## Instructions to follow:
Exactly reproduce the lines from the one holding "Kindly mark the innermost point of each instance of the row" through the final line of the listing below, with both ends included and nothing else.

## Data to process:
==============================

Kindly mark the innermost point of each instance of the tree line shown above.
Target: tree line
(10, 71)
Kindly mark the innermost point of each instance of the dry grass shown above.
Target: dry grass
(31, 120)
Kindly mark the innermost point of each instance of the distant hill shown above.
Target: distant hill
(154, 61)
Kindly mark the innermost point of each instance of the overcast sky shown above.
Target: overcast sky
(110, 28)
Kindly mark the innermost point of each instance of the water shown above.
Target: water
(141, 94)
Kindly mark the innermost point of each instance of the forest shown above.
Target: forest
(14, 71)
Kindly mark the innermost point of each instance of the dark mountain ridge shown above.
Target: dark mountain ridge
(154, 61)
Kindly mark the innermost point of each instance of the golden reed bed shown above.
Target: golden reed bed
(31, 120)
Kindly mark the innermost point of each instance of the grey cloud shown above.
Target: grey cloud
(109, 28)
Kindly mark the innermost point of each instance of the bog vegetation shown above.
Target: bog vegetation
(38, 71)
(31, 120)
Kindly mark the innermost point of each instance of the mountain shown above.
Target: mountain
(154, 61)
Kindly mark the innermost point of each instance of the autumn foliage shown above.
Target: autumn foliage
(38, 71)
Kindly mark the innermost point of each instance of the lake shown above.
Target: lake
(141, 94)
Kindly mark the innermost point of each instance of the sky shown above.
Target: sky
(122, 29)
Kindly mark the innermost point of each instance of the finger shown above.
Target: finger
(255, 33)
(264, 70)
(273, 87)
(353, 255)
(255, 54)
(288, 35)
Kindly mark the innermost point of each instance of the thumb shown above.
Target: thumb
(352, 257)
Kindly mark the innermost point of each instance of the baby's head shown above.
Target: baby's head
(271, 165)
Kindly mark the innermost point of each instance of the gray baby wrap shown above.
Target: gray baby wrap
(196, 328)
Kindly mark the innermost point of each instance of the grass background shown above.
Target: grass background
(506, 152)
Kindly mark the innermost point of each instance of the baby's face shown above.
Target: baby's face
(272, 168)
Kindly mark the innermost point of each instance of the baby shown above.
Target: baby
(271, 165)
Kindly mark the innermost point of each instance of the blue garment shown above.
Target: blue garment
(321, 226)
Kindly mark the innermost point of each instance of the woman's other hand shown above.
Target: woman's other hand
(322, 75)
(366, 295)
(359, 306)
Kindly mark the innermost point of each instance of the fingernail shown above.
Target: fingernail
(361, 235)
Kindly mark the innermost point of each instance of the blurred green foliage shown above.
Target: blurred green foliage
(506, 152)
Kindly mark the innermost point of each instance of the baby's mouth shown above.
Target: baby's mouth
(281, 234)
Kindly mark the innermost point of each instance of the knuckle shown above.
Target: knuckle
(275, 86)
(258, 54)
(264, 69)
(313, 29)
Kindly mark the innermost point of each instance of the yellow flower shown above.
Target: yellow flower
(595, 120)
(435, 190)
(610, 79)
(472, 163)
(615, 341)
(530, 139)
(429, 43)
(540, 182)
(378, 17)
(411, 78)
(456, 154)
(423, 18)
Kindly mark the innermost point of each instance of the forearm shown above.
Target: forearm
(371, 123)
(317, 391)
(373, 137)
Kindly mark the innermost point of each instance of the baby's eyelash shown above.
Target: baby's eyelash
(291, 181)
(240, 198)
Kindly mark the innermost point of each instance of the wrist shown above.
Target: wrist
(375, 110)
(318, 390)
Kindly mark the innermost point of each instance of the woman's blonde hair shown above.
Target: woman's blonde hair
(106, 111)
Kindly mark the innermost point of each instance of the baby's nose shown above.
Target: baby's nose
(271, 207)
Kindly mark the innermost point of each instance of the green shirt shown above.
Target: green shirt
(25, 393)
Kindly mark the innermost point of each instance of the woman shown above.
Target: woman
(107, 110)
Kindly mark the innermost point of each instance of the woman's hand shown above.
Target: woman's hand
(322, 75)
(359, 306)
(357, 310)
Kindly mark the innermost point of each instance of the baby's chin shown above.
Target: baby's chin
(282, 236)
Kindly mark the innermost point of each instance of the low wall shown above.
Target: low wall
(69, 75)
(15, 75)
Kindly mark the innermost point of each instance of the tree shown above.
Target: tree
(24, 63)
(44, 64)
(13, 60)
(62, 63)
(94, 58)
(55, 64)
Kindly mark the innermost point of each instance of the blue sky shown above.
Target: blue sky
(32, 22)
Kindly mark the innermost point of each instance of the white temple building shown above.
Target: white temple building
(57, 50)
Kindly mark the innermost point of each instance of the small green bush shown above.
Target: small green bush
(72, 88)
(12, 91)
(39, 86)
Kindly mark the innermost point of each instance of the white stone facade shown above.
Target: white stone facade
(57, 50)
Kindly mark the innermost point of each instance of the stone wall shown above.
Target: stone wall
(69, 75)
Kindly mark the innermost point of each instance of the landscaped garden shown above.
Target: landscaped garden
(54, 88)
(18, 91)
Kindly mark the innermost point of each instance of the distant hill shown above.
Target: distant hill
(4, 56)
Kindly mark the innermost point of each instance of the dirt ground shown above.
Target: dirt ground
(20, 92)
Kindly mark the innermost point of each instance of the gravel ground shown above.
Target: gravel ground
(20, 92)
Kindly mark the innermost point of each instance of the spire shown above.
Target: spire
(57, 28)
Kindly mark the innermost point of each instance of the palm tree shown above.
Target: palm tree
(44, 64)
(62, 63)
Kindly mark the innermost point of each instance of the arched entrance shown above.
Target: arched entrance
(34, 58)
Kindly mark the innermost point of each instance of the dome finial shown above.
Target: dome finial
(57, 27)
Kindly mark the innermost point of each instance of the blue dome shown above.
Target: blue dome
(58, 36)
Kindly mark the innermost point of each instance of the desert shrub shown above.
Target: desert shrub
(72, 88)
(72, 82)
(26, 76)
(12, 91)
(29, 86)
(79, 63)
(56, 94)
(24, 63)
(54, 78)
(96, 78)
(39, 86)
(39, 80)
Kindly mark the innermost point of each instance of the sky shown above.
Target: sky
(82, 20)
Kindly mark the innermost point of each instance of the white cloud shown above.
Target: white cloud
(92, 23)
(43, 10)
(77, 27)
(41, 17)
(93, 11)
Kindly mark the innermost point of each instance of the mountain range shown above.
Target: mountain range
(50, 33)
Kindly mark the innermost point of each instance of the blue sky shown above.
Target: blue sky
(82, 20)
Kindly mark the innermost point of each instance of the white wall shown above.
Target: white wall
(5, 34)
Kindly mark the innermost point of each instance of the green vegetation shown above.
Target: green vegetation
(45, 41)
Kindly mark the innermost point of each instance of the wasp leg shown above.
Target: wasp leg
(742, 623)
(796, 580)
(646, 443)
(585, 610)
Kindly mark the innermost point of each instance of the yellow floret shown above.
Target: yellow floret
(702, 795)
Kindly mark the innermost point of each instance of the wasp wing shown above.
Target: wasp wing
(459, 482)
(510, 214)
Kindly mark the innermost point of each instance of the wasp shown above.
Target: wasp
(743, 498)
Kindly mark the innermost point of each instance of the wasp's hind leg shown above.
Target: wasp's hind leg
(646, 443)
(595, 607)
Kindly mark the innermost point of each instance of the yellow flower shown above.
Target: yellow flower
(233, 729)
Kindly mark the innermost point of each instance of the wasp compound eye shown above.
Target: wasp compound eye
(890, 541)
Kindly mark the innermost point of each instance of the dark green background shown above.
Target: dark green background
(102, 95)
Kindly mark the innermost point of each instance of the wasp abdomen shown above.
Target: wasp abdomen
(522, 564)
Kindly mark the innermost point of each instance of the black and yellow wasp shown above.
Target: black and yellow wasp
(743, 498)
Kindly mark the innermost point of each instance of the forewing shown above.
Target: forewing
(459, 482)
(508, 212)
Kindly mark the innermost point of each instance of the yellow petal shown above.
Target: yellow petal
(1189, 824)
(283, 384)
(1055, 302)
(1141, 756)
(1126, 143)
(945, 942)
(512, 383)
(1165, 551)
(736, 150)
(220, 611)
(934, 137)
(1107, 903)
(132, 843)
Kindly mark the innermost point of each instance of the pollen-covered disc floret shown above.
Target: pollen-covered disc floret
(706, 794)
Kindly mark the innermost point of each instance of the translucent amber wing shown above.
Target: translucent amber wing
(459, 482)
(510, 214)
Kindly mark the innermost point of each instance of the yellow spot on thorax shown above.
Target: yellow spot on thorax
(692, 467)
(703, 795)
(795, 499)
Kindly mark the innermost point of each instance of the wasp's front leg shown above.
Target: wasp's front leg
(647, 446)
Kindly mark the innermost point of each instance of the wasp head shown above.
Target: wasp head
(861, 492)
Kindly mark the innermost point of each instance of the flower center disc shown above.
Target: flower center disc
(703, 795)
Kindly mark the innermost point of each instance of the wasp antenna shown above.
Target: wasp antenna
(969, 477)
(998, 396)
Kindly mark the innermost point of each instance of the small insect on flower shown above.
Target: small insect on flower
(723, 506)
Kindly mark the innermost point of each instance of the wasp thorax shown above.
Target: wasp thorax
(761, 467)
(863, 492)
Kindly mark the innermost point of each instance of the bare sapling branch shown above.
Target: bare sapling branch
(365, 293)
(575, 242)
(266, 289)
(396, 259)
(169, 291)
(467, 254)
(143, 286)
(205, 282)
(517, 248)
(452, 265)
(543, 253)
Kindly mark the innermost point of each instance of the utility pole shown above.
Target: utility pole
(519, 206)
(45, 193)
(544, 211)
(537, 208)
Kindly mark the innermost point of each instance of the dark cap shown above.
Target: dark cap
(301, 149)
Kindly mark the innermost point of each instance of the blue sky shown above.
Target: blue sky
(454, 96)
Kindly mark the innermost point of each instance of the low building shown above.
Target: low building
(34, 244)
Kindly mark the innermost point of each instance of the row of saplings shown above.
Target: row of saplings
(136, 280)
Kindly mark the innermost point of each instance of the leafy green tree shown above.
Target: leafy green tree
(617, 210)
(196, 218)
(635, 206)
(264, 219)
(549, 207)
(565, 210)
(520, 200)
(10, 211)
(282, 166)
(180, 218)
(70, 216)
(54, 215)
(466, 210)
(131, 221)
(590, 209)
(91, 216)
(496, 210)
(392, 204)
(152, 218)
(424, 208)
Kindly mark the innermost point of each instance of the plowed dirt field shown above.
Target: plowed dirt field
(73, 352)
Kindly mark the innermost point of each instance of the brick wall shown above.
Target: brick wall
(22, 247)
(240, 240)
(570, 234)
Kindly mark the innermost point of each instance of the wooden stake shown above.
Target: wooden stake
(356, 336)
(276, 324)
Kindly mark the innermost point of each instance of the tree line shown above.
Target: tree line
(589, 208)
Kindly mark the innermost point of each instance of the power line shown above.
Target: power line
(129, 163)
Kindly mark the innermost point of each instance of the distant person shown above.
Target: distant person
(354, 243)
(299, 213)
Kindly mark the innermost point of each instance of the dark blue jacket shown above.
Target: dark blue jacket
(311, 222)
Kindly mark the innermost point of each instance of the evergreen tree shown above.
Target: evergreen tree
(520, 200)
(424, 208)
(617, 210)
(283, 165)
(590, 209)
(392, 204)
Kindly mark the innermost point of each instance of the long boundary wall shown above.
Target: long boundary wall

==============================

## Answer for this exercise:
Kindly mark the innermost point of each instance of the row of saplings shown above.
Target: row of saplings
(136, 280)
Kindly mark the innermost point of each instance of the leafy green tree shown above.
Target: leafy green tree
(617, 210)
(196, 218)
(635, 206)
(264, 219)
(549, 207)
(565, 210)
(520, 200)
(10, 211)
(282, 166)
(180, 218)
(70, 216)
(54, 215)
(466, 210)
(131, 221)
(590, 209)
(91, 216)
(496, 210)
(392, 204)
(152, 218)
(424, 208)
Kindly mark the innermost point of each instance of the plowed dirt field shown above.
Target: plowed dirt field
(73, 352)
Kindly mark the innermost point of each instance of the brick wall shown above.
Target: brick wall
(22, 247)
(240, 240)
(570, 234)
Kindly mark the innermost point of each instance of the wooden stake shown above.
Target: wooden stake
(356, 336)
(276, 324)
Kindly mark the innermost point of each instance of the tree line shown above.
Target: tree line
(589, 208)
Kindly mark the innermost point of each instance of the power line shown above.
Target: power line
(129, 163)
Kindly mark the innermost point of each instance of the distant person shown above.
Target: distant person
(354, 243)
(299, 213)
Kindly mark the innermost point of each instance of the dark blue jacket shown above.
Target: dark blue jacket
(311, 222)
Kindly mark the innermost point of each instance of the evergreen tree shown above.
Target: evergreen tree
(520, 200)
(424, 208)
(617, 210)
(283, 165)
(590, 209)
(392, 204)
Kindly mark the innermost point of each instance of the long boundary wall shown above.
Target: long boundary wall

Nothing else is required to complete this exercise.